> **Input material**
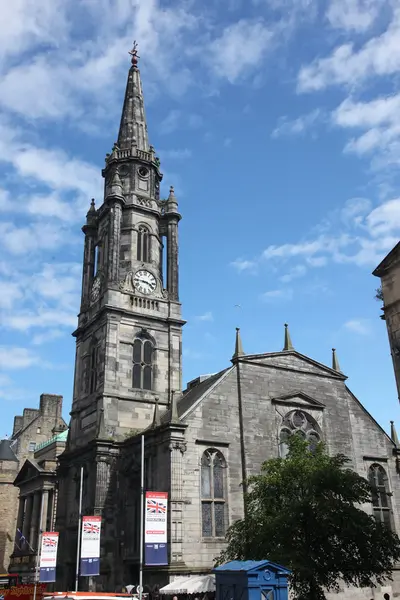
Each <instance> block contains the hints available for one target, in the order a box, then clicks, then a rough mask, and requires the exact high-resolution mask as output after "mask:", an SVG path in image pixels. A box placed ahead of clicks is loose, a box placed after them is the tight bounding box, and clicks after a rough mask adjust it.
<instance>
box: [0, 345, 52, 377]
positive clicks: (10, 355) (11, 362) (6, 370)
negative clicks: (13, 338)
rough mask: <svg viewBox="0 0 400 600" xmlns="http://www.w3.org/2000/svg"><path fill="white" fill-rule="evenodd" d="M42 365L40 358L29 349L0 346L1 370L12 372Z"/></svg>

> **Task instructions**
Reproduce the lines above exactly as they stand, leaving out the picture.

> **Exercise result**
Each <instance> block contains the hints available for one target, in the order a box, then clicks, then a rough mask, and requires the exact high-resolution mask as output after "mask:", an SVG path in image pixels. A box placed ahead of clicks is loose, a box placed after them is the tight bounding box, and clicks after a rough mask adjust it.
<instance>
box: [0, 345, 52, 377]
positive clicks: (10, 355) (11, 362) (6, 370)
negative clicks: (13, 338)
rough mask: <svg viewBox="0 0 400 600" xmlns="http://www.w3.org/2000/svg"><path fill="white" fill-rule="evenodd" d="M42 365L40 358L29 349L0 346L1 370L12 372Z"/></svg>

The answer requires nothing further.